> TASK DETAILS
Reproduce precisely the lines of the material below from the line containing "[indicate] rhea body" up to and including its last line. Pictures must not be copied.

> PROVIDED DATA
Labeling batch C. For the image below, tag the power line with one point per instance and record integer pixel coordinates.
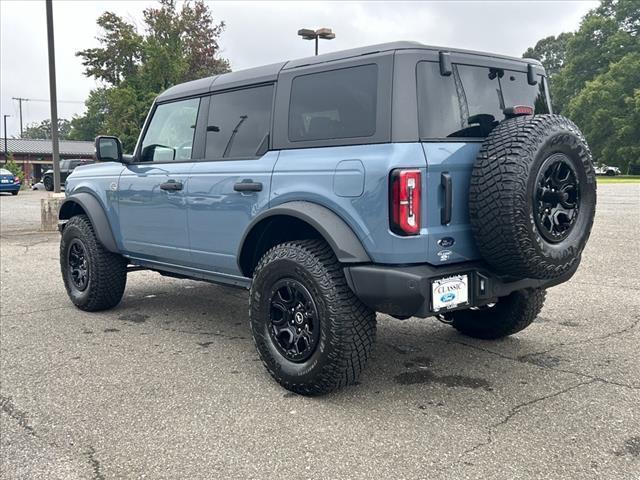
(46, 100)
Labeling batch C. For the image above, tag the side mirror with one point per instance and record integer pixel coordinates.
(108, 149)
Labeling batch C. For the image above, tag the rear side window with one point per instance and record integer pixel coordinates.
(470, 102)
(334, 104)
(169, 136)
(239, 122)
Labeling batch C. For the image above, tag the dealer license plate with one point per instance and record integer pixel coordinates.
(450, 292)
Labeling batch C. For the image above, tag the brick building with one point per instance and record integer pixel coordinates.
(36, 157)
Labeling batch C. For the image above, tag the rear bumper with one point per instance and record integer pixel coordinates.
(406, 291)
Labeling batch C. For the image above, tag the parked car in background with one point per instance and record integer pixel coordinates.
(66, 167)
(602, 169)
(9, 182)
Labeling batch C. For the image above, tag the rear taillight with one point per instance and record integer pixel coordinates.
(405, 201)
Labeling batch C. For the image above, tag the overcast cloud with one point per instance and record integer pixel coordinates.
(258, 33)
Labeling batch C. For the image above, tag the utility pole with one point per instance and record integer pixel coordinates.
(53, 98)
(6, 151)
(20, 100)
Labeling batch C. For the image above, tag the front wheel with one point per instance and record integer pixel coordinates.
(94, 277)
(509, 315)
(311, 331)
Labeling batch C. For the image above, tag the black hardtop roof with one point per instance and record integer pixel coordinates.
(269, 73)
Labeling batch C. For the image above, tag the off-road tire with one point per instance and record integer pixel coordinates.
(509, 315)
(107, 271)
(502, 196)
(347, 326)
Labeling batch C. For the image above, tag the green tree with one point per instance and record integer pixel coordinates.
(595, 79)
(91, 124)
(608, 112)
(42, 130)
(606, 34)
(178, 45)
(551, 51)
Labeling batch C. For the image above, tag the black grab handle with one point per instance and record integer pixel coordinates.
(171, 185)
(248, 186)
(445, 211)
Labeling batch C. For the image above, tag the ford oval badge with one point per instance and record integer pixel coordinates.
(446, 242)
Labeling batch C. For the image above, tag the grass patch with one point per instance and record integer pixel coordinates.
(620, 179)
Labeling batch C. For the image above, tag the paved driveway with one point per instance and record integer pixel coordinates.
(168, 384)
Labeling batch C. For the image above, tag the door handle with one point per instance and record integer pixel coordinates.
(447, 185)
(171, 186)
(248, 185)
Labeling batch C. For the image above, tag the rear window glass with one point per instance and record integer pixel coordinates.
(335, 104)
(470, 102)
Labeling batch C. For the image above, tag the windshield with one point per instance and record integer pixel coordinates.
(470, 102)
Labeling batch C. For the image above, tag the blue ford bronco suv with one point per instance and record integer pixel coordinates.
(397, 178)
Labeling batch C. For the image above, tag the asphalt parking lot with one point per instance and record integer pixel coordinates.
(168, 384)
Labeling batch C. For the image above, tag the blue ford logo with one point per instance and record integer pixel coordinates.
(446, 242)
(447, 297)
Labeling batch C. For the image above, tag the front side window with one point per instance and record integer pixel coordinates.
(334, 104)
(239, 122)
(169, 136)
(470, 102)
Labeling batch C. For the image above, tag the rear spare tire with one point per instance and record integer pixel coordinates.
(532, 197)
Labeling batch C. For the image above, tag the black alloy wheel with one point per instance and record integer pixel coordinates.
(557, 198)
(295, 324)
(78, 264)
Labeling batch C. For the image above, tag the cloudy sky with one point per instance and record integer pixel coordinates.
(258, 33)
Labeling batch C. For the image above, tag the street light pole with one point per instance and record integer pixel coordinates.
(6, 152)
(321, 33)
(20, 100)
(53, 98)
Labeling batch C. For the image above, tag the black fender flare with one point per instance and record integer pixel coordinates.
(94, 210)
(340, 237)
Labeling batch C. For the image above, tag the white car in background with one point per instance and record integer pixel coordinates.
(602, 169)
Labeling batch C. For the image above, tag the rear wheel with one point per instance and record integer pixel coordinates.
(312, 333)
(507, 316)
(94, 277)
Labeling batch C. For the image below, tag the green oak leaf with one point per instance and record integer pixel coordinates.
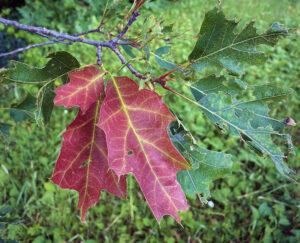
(220, 47)
(246, 118)
(207, 165)
(59, 65)
(24, 110)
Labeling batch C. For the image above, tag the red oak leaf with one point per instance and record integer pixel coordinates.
(82, 90)
(135, 123)
(82, 164)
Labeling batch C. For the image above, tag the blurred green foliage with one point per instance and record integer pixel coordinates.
(254, 204)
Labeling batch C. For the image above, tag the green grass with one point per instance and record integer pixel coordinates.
(254, 204)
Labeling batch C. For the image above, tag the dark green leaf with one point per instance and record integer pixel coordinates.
(246, 118)
(218, 46)
(160, 59)
(128, 49)
(59, 65)
(208, 165)
(24, 110)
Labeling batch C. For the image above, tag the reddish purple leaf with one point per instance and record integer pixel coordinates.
(82, 164)
(83, 89)
(135, 123)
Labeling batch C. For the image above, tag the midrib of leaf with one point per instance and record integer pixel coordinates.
(239, 103)
(233, 44)
(220, 50)
(96, 118)
(140, 140)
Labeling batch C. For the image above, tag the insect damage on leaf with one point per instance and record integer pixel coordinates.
(135, 123)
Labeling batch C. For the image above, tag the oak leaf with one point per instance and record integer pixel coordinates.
(135, 123)
(82, 90)
(82, 164)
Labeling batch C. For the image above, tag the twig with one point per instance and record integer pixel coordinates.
(60, 37)
(99, 51)
(136, 73)
(53, 33)
(25, 48)
(55, 40)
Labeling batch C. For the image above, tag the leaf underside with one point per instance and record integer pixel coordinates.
(219, 47)
(135, 123)
(207, 165)
(60, 64)
(245, 118)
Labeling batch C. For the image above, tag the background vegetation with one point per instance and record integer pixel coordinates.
(254, 204)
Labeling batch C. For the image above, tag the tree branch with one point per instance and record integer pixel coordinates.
(161, 81)
(60, 37)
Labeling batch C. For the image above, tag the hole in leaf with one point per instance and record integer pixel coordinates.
(83, 164)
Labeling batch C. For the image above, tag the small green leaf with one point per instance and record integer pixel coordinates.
(160, 59)
(4, 128)
(59, 65)
(208, 165)
(24, 110)
(218, 46)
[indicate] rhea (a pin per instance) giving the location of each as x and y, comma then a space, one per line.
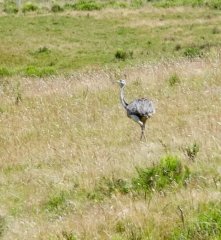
138, 110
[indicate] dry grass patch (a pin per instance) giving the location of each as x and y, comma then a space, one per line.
67, 133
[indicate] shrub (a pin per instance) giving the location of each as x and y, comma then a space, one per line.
215, 30
29, 7
173, 80
4, 72
39, 72
10, 7
85, 6
2, 225
56, 8
192, 151
167, 172
56, 203
42, 50
207, 224
106, 187
123, 55
192, 52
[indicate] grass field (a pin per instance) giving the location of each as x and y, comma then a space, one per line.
72, 165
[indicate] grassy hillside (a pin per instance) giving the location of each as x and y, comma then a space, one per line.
72, 165
47, 44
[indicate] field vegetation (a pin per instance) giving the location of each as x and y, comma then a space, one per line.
72, 165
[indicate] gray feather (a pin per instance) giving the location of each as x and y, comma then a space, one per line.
141, 108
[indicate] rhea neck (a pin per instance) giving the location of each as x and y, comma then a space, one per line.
124, 103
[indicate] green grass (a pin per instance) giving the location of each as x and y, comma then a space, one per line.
169, 171
90, 41
72, 165
206, 225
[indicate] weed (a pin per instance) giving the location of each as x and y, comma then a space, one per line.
207, 224
123, 55
215, 30
167, 172
29, 7
106, 187
4, 72
192, 151
192, 52
2, 225
137, 3
173, 80
68, 235
42, 50
18, 94
86, 5
56, 8
177, 47
129, 230
56, 203
10, 7
33, 71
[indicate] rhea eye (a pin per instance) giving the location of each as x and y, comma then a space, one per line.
138, 110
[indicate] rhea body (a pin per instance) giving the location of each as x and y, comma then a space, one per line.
138, 110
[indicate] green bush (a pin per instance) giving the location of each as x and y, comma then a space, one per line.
166, 173
56, 203
206, 225
56, 8
85, 6
10, 7
42, 50
173, 80
4, 72
33, 71
192, 52
106, 187
192, 151
121, 54
29, 7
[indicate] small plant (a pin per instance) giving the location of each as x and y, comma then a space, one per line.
166, 173
68, 235
174, 80
42, 50
192, 151
177, 47
56, 8
56, 203
18, 93
4, 72
123, 55
33, 71
2, 225
10, 7
106, 187
192, 52
86, 5
215, 30
207, 224
137, 3
29, 7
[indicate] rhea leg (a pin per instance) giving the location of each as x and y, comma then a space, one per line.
136, 119
142, 132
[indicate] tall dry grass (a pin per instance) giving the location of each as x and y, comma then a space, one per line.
65, 133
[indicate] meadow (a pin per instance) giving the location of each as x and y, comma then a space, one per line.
72, 164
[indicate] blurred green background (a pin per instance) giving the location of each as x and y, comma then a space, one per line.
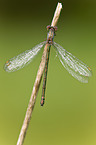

> RESPONSE
[indicate] rhea body (a pin per instance) giving the location of each as x and y, comma then a space, one per line.
138, 110
[indicate] green bush (a pin per instance) giving the location of each as x and y, comma then a space, one per line.
166, 173
56, 203
206, 225
56, 8
85, 6
10, 7
42, 50
173, 80
4, 72
33, 71
192, 52
106, 187
192, 151
121, 54
29, 7
[indicate] small plant (a pin per instance) giving the location of each as x and y, comma then a space, one per line.
166, 173
68, 235
174, 80
42, 50
192, 151
177, 47
56, 8
56, 203
18, 93
4, 72
123, 55
33, 71
2, 225
10, 7
106, 187
192, 52
86, 5
215, 30
207, 224
137, 3
29, 7
[indicate] rhea leg (a pin per instance) giving the location of each as x and y, comma then a space, one per line.
136, 119
142, 132
[indicate] tall dry grass (a pin per instance) giving the location of each as x and y, comma then a space, one per line.
65, 133
[indicate] meadow (a pin per instance) giving the location of each as x and y, comma then a space, one per line.
72, 164
[indicate] blurred green background (a pin per instance) giving the location of each as x and y, comma then a space, one per line.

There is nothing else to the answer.